━━━━━ Documento ━━━━━
Governo brasileiro rejeita rotulação mais rigorosa de transgênicos no comércio internacional

Idioma Portugués
País Brasil

Classificada de retrógrada, posição brasileira contradiz legislação nacional e deixa dúvidas sobre compromisso do país em manter negociações internacionais sobre biodiversidade

O Brasil e a Nova Zelândia foram os únicos paises que se opuseram à adoção de regras claras para a identificação de alimentos e outros produtos transgênicos exportados. A divergência veio a público durante a plenária final da II Conferência das Partes Signatárias do Protocolo de Cartagena sobre a Biossegurança, no último dia 3 de junho, em Montreal, no Canadá. A decisão de rotular os produtos transgênicos comercializados internacionalmente de forma mais explícita foi rejeitada porque precisava da aprovação de todos os países representados no evento para sair do papel.

Com isso, as negociações para tornar mais rigorosas a rotulagem foram paralisadas. Continua valendo, portanto, a regra pela qual cada carregamento de um produto traz apenas a inscrição genérica “pode conter” (may contain) transgênicos. O encontro de Montreal foi realizado especificamente para discutir o manuseio, transporte, embalagem e identificação de produtos transgênicos destinados ao consumo, por exemplo, em alimentos e rações veterinárias. A intenção do evento era chegar a um consenso para que a rotulagem especificasse a quantidade e que tipo de transgênico cada carga contém.
━━━━━ Material apresentado ━━━━━
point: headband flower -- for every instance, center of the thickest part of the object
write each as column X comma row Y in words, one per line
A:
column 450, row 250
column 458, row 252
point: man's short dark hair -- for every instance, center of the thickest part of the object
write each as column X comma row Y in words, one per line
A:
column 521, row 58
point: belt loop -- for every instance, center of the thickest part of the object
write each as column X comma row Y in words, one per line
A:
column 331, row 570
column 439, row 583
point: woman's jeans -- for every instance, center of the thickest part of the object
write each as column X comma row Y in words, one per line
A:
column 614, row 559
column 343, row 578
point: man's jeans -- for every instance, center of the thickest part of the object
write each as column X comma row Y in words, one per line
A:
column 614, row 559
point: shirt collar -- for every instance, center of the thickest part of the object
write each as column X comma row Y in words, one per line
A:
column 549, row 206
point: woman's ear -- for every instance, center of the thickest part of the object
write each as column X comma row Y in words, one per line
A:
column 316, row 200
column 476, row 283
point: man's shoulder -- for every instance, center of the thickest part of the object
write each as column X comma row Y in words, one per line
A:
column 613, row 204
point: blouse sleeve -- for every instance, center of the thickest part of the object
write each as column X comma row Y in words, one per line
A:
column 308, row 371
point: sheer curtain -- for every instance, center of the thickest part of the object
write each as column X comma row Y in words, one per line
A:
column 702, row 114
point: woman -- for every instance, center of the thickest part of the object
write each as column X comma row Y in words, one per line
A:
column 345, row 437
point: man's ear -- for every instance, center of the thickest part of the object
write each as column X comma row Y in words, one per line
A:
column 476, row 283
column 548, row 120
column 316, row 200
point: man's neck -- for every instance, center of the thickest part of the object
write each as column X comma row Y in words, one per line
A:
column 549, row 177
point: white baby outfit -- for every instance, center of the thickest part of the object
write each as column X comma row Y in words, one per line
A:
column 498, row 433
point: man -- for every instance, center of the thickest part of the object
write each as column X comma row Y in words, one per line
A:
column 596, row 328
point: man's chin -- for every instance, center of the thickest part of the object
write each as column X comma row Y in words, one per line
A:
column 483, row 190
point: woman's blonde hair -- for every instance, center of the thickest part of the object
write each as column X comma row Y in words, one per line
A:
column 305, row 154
━━━━━
━━━━━ Material apresentado ━━━━━
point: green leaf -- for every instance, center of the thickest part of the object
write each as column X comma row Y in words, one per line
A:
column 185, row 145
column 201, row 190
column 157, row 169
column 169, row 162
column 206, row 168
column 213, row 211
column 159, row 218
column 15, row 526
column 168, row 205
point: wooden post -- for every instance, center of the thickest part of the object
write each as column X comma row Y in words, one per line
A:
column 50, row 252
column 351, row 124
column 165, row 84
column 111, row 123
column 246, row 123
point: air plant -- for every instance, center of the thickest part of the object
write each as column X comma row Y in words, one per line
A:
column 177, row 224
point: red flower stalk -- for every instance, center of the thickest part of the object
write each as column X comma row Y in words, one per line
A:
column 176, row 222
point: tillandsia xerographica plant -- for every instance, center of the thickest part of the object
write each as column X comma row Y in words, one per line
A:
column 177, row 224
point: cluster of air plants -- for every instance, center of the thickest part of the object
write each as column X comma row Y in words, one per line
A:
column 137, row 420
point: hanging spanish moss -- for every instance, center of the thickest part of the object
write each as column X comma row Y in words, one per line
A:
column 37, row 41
━━━━━
━━━━━ Material apresentado ━━━━━
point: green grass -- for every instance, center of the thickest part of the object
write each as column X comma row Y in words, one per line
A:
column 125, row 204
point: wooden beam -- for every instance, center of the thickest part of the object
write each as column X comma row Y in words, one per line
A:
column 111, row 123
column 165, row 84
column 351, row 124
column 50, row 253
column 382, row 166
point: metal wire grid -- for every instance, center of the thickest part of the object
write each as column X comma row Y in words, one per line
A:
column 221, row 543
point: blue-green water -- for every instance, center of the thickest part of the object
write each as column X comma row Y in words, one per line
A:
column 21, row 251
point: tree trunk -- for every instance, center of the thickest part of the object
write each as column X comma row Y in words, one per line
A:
━━━━━
> [Instruções do exercício]
- a) Segundo o texto sobre a rotulagem de transgênicos, quais aspectos dos produtos transgênicos o encontro de Montreal foi realizado para discutir?
- b) Você pode retomar o texto sobre a rotulagem de transgênicos a partir do ponto em que ele termina?

> [Respostas do exercício]
- a) Manuseio, transporte, embalagem e identificação.

- b)
Por conta da divergência, o evento foi considerado um fracasso. Ao contrário da posição manifestada no Canadá, a legislação brasileira exige a rotulagem de produtos transgênicos ( saiba mais). Além disso, a obstrução do acordo está sendo entendida como indicador de dificuldades nas negociações futuras sobre o tema. Desta forma, criou-se certo constrangimento para o Brasil, que irá sediar, em março do ano que vem, em Curitiba(PR), a VIII Conferência das Partes (COP) da Convenção da Diversidade Biológica e a III Conferência das Partes Signatárias do Protocolo de Cartagena sobre a Biossegurança.

A delegação brasileira presente à Conferência em Montreal, na verdade, seguiu a posição adotada pela Nova Zelândia, que é o porta-voz do chamado “Grupo de Miami”, conjunto de sete países que defendem a maior liberalização possível no comércio de transgênicos. Acusada de ter sido influenciada pelo lobby das grandes empresas de biotecnologia e condenada por um manifesto de organizações da sociedade civil latino-americanas (confira abaixo), a posição brasileira também foi classificada de inusitada e retrógrada pelos outros países representados no encontro.

“A implementação do Protocolo tem que ser feita passo-a-passo, seguindo um ritmo adequado e realista, em um processo que exigirá muita negociação”, afirmou o representante do governo brasileiro, ministro Hadil Fontes da Rocha Vianna. Ele surpreendeu a todos ao concluir seu discurso com uma acusação genérica e vaga, afirmando guardar "fortes reservas" quanto à maneira como a reunião foi conduzida. Vianna não fez nenhuma referência à proteção da megabiodiversidade brasileira e ao princípio da precaução, que indica que quando não se conhece exatamente as conseqüências ambientais e sanitárias do consumo e da produção de um produto, ele não deve ser comercializado enquanto não forem feitas pesquisas que comprovem a sua viabilidade.

Depois da fala do diplomata brasileiro, os 25 países da União Européia, seguidos pelo México e Panamá, criticaram e lamentaram o fracasso da reunião, justamente no ponto mais central para a implementação do Protocolo.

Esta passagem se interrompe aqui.